- _Exercise prompt_: Output each of the entries exactly, skipping every picture they contain.

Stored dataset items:
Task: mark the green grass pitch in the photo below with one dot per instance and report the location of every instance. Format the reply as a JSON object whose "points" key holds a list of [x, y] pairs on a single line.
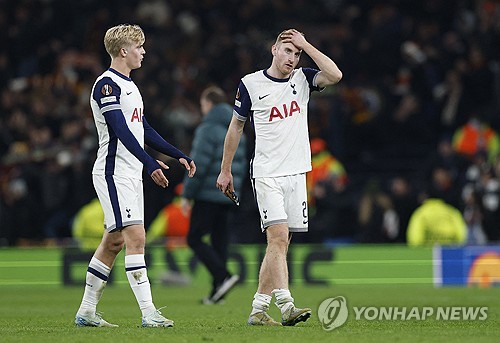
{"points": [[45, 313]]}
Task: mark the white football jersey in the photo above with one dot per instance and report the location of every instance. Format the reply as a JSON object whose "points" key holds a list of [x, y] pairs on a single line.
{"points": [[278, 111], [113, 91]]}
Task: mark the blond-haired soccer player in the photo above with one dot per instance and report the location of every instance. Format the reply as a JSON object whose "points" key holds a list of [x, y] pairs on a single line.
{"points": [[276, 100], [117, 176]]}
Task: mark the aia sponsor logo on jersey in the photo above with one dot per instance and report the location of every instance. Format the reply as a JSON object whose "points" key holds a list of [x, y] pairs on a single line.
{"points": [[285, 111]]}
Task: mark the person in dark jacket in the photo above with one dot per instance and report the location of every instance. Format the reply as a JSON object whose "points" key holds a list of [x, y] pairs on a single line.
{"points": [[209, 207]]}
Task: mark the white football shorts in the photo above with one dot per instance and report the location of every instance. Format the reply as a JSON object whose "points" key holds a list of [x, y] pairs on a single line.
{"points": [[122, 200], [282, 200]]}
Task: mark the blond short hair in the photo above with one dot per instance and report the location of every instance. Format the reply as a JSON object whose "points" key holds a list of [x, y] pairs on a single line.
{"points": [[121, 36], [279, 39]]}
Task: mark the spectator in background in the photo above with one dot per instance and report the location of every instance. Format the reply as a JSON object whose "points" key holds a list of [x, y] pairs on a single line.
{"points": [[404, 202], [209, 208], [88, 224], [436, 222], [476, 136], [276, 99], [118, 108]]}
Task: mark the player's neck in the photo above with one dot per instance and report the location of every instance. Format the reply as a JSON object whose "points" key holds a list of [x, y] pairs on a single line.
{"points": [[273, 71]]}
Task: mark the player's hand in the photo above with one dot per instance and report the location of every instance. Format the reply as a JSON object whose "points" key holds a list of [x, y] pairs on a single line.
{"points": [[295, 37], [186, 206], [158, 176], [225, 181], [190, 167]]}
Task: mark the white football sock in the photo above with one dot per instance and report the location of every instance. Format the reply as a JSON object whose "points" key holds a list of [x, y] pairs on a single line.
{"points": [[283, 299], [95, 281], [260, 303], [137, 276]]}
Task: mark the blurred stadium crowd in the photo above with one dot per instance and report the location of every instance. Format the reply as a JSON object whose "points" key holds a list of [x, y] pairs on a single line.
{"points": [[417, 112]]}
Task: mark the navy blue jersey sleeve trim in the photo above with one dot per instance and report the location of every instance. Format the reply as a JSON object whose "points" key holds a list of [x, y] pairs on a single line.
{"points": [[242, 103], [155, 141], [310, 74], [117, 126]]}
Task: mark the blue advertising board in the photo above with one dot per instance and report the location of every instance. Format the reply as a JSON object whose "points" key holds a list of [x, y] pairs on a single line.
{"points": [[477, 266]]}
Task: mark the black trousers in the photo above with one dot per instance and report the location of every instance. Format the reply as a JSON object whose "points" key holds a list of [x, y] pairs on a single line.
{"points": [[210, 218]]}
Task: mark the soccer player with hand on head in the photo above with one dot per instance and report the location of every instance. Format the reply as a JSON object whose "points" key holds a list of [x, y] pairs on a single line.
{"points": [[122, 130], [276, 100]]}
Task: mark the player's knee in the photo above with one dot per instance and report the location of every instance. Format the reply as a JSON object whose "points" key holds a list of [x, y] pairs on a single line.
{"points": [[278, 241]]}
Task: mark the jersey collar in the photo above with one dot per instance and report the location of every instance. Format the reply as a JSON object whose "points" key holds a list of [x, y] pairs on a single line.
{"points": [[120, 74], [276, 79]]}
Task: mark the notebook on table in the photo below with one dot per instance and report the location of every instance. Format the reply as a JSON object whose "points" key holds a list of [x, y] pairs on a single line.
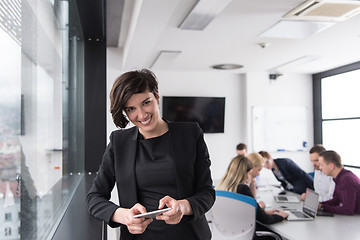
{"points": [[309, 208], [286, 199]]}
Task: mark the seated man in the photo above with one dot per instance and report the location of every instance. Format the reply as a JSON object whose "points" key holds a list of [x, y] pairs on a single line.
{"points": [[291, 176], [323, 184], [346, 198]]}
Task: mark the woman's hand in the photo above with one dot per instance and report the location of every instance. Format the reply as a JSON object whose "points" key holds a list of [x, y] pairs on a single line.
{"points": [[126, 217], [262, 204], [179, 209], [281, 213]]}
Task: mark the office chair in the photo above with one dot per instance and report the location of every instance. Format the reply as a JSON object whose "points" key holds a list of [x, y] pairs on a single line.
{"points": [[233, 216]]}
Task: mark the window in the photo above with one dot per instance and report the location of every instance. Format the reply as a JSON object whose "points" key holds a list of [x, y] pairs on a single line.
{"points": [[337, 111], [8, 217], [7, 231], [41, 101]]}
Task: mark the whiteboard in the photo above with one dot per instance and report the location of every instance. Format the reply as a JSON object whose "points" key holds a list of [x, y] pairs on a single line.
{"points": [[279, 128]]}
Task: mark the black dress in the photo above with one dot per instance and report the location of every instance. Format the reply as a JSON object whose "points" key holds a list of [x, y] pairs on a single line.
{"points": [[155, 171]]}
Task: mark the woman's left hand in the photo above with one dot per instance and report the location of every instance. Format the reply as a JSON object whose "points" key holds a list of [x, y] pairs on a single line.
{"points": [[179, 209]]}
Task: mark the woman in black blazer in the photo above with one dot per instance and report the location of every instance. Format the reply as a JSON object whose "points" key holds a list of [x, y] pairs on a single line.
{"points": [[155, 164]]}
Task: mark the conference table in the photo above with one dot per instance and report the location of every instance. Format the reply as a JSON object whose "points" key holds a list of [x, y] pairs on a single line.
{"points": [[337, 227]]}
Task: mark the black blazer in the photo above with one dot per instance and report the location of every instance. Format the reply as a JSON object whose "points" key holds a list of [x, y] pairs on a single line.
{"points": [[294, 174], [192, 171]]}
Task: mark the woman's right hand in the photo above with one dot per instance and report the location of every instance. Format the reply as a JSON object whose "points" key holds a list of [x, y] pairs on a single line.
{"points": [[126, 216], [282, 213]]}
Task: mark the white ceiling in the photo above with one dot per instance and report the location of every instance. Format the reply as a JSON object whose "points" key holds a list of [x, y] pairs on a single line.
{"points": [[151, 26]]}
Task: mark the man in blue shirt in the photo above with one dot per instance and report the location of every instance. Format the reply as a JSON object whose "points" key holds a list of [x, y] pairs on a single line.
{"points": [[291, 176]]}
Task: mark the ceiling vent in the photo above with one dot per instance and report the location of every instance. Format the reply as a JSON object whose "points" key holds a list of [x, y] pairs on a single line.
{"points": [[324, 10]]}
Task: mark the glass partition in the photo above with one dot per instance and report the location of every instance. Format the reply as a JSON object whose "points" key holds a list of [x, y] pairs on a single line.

- _Response to the task_:
Task: mark the green grass pitch in the photo below with one dot per instance and report the location of every instance. Format the reply as a JSON object whose "points" key holds a list of [x, y] pairs on a single line.
{"points": [[45, 313]]}
Task: mark the white football jersey in the photo above with one dot per instance and report the location of every instance. Format the reply as a JSON object whose "points" key holds a list of [x, y] pairs on a single line.
{"points": [[278, 111], [113, 91]]}
Task: mark the blond-haired soccer player in the photo above with one dot per instance and report the location of every instance. Format the reply as a JSON object whose "points" key holds a list of [x, y] pairs on a single line.
{"points": [[276, 100], [117, 176]]}
Task: mark the aia sponsor logo on jersey in the photo above with one dot per instance and report the location of every instance. Format the reply as a JSON object whose "points" key holds a list of [x, y] pairs on a single line.
{"points": [[285, 111]]}
Task: mark the person in dark jacket in the photo above with one dot per instance and report the location of every instance. Format the reply as a JSON object whose "points" key holds a list of [x, y] pairs on a single line.
{"points": [[209, 207]]}
Task: mark the white football shorts in the photo above with one dot per instance and report the location of every instance. Format the reply as a JSON object whose "points" key holds a list of [x, y] pairs on a single line.
{"points": [[122, 200], [282, 200]]}
Task: mark the blond short hair in the photo above with one dot per instance and report the location of every instance. Format the reply as a JSON object whose "points" key holds a list of [x, y] pairs on a single line.
{"points": [[121, 36], [279, 39]]}
Task: mark the spectator in background in the photo above with one dot per instance and report the location of every instance. Format the reply as a JSON object whose "points" key holds a list of [x, y] pairs on a single line.
{"points": [[404, 202], [209, 208], [88, 224], [436, 222], [476, 136], [276, 99], [118, 108]]}
Task: mark the player's neck in the photo above with one dot per instance and report the location of every instance. Format the reply as a JSON object whose "points" key holds a list of [x, y] pairs on a single line.
{"points": [[273, 71]]}
Task: mark the player's hand in the photo above with one dot per instance and report the location of every instance. Format the reply as a JSON object whose "points" key holds a list of [x, y] pairs on a single line.
{"points": [[295, 37], [186, 206], [158, 176], [225, 181], [190, 167]]}
Task: mark the white football sock in the photo above with one dot per instance and report the location of every instance. Format the reply as a JSON object whose "points" key holds a list of [x, y] pairs on a single line.
{"points": [[283, 299], [95, 281], [260, 303], [137, 276]]}
Task: mark the blurred stadium crowd in the photo above with one dot per instance and report the location of every instance. Format the reply as a JSON object whose "points" key holds a list of [x, y] pairs on a single line.
{"points": [[417, 112]]}
Task: mark the navy blue jersey sleeve trim in the photo above with one dot per instance and report the location of every instance. Format the reply as a JSON object whose "points" key holds a list of [x, y] pairs on a single line.
{"points": [[242, 103], [155, 141], [310, 74], [117, 126]]}
Task: mark the blue advertising board in the photo above with one dot per instance and report the location of every instance. Format the reply as a JSON object whose "points" key holds a list of [x, y] pairs on a single line.
{"points": [[477, 266]]}
Task: mark the black trousers in the photo above with one dot per instance and report the location of every instance. Format the reply as a JSON object whose "points" key holds a list of [x, y] pairs on a single line.
{"points": [[210, 218]]}
Task: mark the soccer player with hand on head in the photo above with one dot per instance and report the location of every instance. Format the reply as a JSON object whose "points" key holds a list of [x, y] pairs on a single line.
{"points": [[122, 130], [276, 100]]}
Task: mark the player's knee in the photo above with one dot per instance and report the location of every instance. Format the reply as a JSON object whose "points" key holds a list of [x, y] pairs on a single line.
{"points": [[278, 241]]}
Task: mark the jersey collar in the photo above with one dot per instance and report the location of every instance. Format the reply as a JSON object whose "points" key holds a list of [x, y] pairs on a single line.
{"points": [[120, 74], [276, 79]]}
Task: mark the notebook on table in the photo below with one dot per instance and report the location of every instance. Format the reply as a JSON object whose "points" key holds a list of [x, y] pairs on a single line.
{"points": [[309, 208], [286, 199]]}
Task: mark the seated man in the photo above with one dot per instance and report the location of every instance. Format the reply as a JSON object whose "points" key holds a list of [x, y] pairs on a single line.
{"points": [[291, 176], [323, 184], [346, 198]]}
Task: mark the woman's hand in the photo above with one dot per instance and report the location of every instance. Format the reply as a JSON object whose "points" key holds a list of [x, y] pairs on a single line.
{"points": [[126, 217], [262, 204], [179, 209], [281, 213]]}
Task: mark the office chair in the photo above with one dot per instance and report the location of every instance. Format the reply as a JSON object whose "points" key holds a list of [x, y] pairs on a single line.
{"points": [[233, 216]]}
Task: mark the window in the photo above with one dot per instance and report the location of every instance. Format the reply as a JSON object whose "points" key holds a list of [x, y] pairs on a single line.
{"points": [[337, 111], [8, 217], [7, 231], [41, 101]]}
Task: mark the whiteboard in the photo above with one dot per instance and report the location of every instance. Format the reply as a JSON object whose "points" key holds a list of [x, y] pairs on a single line.
{"points": [[279, 128]]}
Task: mark the black dress in the photo above with one dot per instance and report the location of every instance. Format the reply as a JSON object whose "points" key holds a list of [x, y] pairs on a single line.
{"points": [[155, 171]]}
Task: mark the woman's left hand in the photo above with one dot per instance and report the location of every instance. Format the reply as a JSON object whose "points" key holds a list of [x, y] pairs on a single line.
{"points": [[179, 209]]}
Task: mark the woman in black blazer in the photo above with one dot per instance and report the location of every instance. Format the reply as a JSON object whose "points" key holds a list of [x, y] pairs on a single line.
{"points": [[155, 164]]}
Task: mark the conference table in the photo above with one dot per instance and report the location of every instance. Format the reply as a JSON object whose "points" key holds a list of [x, y] pairs on a single line.
{"points": [[337, 227]]}
Task: mark the black blazer in the photo above with one dot per instance and report the location of every instance. Format the reply as a JSON object whose "points" key holds a list of [x, y] pairs on a single line.
{"points": [[294, 174], [192, 171]]}
Task: mark the woman's right hand in the photo above with one dot per instance and report the location of every instance. Format the reply as a JSON object whose "points" key holds a list of [x, y] pairs on a single line.
{"points": [[126, 216], [282, 213]]}
Task: mark the white ceiling in the photo above with one dot per instance and report the location of every instance. Format the reply as a JSON object whose "points" key holds a list of [x, y] pairs on a single line.
{"points": [[151, 26]]}
Task: mark the man in blue shirt in the photo above with one dot per instance and report the location of every instance. Format the reply as a JSON object whose "points" key holds a list of [x, y] pairs on a single line.
{"points": [[291, 176]]}
Task: mark the ceiling vent in the photo above with one dot per instance and report the location of every instance. Format the reply as a JSON object whose "points" key holds a list of [x, y] pairs on a single line.
{"points": [[324, 10]]}
Task: mark the glass partition in the photo above with one dot per instance and report the location of every instance. Format the reply as a JSON object whose "points" key holds a list of [x, y] pairs on a single line.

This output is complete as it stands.